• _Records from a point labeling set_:
--------------------

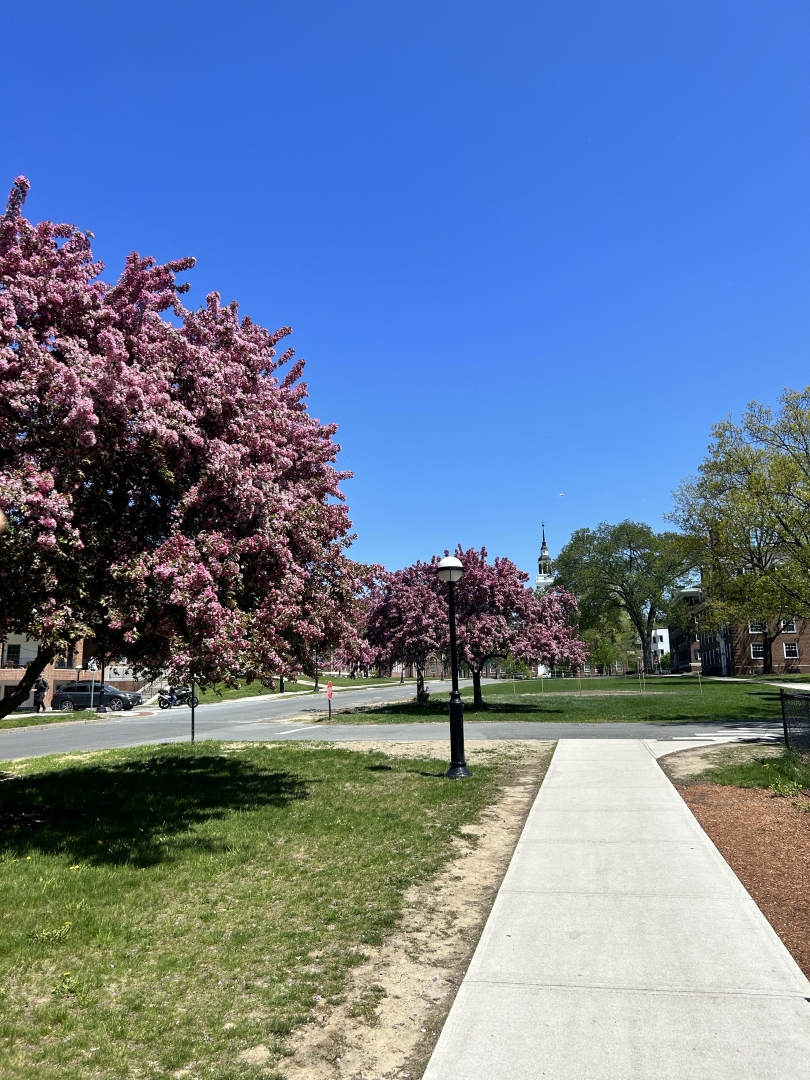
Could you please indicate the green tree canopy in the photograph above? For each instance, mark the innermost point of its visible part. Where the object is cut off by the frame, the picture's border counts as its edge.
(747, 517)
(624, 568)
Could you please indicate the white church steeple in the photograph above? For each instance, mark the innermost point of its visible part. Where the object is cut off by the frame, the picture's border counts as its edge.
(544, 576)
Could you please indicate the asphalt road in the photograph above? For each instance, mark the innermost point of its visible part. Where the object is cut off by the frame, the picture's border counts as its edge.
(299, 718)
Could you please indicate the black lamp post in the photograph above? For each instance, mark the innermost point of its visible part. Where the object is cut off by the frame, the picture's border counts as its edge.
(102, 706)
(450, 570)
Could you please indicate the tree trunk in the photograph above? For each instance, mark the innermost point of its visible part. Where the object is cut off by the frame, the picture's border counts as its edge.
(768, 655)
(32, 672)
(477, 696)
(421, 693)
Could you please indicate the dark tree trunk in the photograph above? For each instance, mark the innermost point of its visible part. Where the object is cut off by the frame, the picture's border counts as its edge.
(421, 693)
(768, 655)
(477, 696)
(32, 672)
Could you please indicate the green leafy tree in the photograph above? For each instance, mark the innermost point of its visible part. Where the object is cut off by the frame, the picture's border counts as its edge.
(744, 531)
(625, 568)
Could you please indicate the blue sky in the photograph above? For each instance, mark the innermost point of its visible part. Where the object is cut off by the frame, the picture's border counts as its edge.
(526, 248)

--------------------

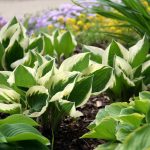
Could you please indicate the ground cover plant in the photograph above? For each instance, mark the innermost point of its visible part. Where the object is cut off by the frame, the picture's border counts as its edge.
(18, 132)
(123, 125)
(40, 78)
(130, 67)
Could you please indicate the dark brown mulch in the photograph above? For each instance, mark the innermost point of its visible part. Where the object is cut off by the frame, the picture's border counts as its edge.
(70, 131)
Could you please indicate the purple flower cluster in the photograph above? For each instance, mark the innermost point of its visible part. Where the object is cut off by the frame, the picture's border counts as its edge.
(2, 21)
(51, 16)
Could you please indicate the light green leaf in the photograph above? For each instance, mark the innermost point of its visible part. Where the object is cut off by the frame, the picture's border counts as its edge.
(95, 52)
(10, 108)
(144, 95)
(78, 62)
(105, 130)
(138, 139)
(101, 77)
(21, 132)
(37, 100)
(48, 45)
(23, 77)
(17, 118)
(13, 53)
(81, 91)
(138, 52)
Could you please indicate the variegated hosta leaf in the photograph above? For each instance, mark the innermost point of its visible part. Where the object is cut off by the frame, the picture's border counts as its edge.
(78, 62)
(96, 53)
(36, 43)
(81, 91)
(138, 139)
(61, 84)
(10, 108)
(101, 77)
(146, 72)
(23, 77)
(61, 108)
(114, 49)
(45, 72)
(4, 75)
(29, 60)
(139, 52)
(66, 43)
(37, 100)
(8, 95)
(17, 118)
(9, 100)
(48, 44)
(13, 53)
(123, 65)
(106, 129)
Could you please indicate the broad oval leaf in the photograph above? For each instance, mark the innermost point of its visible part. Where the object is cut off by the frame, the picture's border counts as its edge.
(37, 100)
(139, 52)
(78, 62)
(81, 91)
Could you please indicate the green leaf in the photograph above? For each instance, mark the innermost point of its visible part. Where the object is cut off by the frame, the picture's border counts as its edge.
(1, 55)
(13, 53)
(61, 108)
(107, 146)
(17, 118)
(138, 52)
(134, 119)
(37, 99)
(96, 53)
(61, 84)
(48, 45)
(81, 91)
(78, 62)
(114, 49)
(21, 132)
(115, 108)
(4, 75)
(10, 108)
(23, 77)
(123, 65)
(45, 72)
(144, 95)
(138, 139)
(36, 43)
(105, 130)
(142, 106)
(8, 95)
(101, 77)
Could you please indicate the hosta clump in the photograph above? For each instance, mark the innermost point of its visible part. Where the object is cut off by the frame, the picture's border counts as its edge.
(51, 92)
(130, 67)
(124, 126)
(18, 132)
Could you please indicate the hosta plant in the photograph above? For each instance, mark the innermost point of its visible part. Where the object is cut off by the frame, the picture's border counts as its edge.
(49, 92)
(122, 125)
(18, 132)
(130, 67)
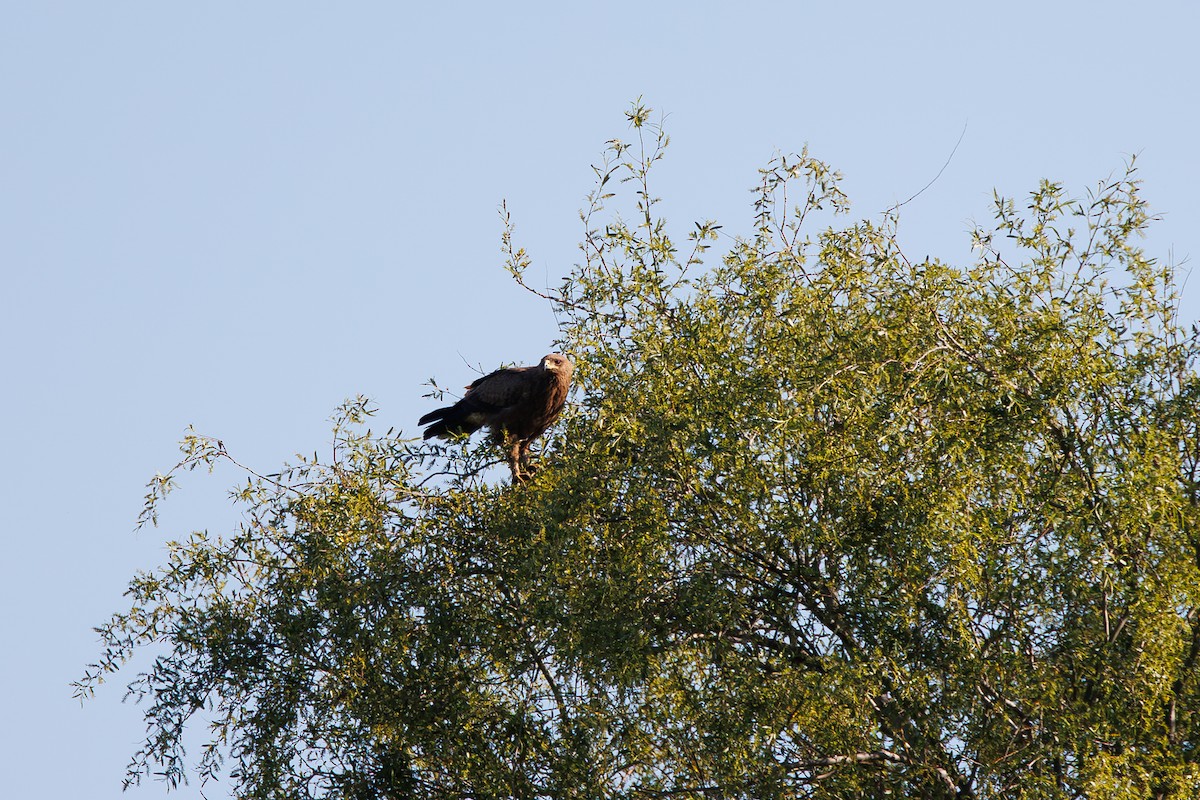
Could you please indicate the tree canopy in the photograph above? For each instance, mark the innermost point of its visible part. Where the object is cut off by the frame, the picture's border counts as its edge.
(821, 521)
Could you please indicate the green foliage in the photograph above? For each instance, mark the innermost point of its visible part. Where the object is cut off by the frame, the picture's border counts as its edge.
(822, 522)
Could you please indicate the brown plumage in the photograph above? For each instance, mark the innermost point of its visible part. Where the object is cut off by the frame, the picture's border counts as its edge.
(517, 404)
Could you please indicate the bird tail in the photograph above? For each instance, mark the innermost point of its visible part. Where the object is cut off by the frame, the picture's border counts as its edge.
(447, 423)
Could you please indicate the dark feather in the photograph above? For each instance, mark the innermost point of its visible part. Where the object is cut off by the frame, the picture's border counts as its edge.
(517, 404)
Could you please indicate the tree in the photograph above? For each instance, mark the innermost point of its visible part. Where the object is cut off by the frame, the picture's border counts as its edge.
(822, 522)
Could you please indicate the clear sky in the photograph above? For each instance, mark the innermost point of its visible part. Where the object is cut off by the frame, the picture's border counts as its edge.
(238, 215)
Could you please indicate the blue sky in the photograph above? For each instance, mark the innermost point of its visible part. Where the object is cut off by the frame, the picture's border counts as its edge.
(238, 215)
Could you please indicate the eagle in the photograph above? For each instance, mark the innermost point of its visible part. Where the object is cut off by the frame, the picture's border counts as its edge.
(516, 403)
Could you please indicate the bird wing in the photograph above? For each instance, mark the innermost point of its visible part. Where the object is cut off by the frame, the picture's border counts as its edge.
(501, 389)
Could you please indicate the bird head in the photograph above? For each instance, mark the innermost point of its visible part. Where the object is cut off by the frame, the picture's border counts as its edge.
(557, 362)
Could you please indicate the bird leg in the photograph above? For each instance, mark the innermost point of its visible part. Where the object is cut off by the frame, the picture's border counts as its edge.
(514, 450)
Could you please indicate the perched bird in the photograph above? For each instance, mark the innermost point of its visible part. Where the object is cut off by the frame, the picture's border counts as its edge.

--------------------

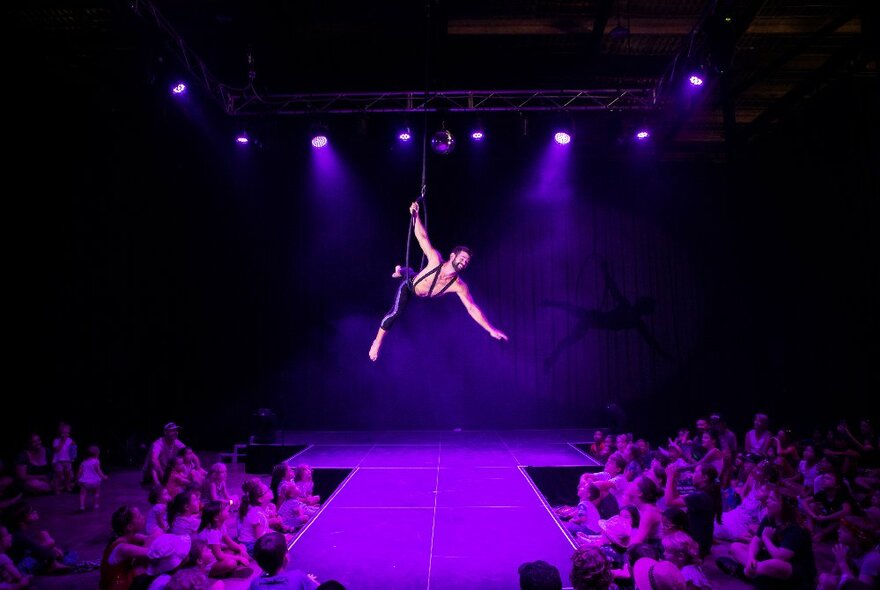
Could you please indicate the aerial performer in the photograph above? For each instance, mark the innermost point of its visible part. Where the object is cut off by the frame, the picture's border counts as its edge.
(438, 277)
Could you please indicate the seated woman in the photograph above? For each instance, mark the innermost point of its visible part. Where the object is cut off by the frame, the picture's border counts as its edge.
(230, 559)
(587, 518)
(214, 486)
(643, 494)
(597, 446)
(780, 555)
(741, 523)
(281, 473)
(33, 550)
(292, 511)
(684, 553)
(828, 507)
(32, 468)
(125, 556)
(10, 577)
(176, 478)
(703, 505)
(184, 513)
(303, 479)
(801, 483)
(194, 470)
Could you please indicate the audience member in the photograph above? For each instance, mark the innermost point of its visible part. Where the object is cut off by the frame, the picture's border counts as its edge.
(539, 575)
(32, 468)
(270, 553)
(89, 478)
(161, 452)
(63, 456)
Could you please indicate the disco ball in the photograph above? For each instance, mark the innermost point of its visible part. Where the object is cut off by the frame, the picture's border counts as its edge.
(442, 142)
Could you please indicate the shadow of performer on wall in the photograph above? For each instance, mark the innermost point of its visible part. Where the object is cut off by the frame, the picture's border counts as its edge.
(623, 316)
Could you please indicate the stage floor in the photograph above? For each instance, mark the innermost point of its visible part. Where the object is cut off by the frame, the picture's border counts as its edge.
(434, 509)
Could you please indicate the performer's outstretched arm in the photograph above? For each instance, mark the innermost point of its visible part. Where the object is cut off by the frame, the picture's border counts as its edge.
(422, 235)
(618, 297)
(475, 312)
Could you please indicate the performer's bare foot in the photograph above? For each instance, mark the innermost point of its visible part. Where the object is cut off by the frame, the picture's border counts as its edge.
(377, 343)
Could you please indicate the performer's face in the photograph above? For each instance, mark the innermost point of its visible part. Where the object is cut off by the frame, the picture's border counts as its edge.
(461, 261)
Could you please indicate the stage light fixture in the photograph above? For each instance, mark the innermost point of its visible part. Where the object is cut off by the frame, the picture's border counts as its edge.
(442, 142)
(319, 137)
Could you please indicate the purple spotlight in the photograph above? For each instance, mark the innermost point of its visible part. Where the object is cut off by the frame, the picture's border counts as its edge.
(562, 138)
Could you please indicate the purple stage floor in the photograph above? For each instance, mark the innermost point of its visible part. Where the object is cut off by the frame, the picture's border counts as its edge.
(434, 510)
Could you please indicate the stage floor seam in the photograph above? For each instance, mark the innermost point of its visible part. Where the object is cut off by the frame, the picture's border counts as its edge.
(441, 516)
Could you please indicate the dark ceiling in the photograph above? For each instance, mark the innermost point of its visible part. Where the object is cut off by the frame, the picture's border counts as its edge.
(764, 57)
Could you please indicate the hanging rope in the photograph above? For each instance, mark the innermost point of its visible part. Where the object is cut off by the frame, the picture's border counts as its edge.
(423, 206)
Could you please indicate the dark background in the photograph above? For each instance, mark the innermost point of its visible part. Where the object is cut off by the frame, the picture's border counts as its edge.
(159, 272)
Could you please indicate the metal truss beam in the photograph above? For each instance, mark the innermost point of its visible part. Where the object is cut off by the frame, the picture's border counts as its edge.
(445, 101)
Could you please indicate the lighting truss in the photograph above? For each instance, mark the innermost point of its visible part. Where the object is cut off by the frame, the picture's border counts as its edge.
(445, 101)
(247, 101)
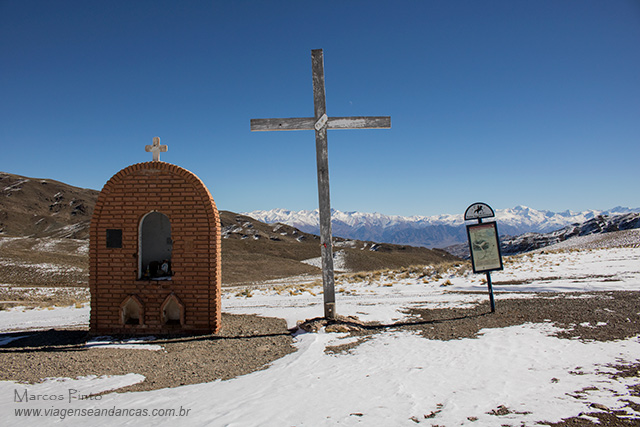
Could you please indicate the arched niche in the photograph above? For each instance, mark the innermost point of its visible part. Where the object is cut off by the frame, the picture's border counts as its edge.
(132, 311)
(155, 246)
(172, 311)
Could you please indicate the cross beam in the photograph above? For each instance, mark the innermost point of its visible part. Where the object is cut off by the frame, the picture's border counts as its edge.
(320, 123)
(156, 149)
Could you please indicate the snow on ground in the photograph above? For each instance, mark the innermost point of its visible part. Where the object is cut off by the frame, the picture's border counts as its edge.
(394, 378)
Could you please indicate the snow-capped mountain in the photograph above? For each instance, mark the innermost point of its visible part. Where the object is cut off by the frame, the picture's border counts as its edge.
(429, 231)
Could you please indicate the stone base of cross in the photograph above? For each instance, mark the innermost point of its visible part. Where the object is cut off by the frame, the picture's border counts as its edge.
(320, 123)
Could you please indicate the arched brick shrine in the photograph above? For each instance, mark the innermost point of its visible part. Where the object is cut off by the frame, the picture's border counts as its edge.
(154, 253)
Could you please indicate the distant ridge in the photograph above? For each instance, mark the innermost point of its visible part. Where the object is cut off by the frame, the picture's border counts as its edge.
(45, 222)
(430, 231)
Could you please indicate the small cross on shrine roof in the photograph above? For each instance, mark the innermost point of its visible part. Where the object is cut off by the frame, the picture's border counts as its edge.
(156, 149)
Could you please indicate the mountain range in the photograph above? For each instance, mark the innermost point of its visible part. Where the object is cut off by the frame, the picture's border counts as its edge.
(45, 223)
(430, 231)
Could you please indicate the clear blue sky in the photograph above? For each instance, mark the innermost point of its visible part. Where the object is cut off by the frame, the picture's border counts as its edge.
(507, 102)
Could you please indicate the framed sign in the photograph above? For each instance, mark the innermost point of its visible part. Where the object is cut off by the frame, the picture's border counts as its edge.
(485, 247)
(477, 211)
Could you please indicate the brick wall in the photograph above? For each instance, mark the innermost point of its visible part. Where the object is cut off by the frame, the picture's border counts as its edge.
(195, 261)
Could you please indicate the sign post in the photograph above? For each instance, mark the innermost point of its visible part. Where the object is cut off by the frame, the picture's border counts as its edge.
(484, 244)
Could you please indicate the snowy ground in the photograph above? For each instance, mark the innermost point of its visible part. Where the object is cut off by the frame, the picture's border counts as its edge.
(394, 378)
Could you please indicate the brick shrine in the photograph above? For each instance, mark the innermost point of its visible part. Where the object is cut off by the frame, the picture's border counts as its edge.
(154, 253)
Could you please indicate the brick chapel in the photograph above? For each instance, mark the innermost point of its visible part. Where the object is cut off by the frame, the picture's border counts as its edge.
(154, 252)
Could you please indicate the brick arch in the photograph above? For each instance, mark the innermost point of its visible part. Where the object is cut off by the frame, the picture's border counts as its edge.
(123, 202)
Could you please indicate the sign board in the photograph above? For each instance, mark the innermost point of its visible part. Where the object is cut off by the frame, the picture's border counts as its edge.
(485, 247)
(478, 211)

--------------------

• _TASK_: Please collect every line of the material above that contains the word "wall", matching case exactly.

• _COMPLETE ANSWER_:
Could you please indicate the shadow of performer on wall in the photograph above? For each instance, mark the innermost point of its visible part. Where the object is cut off by the frame, the picture's border counts as its edge.
Could you please indicate the brick wall in the photograph above? For each instance, mark the innermost point of its visible part. Where the object is cut off by the frame, the picture's border counts as its edge.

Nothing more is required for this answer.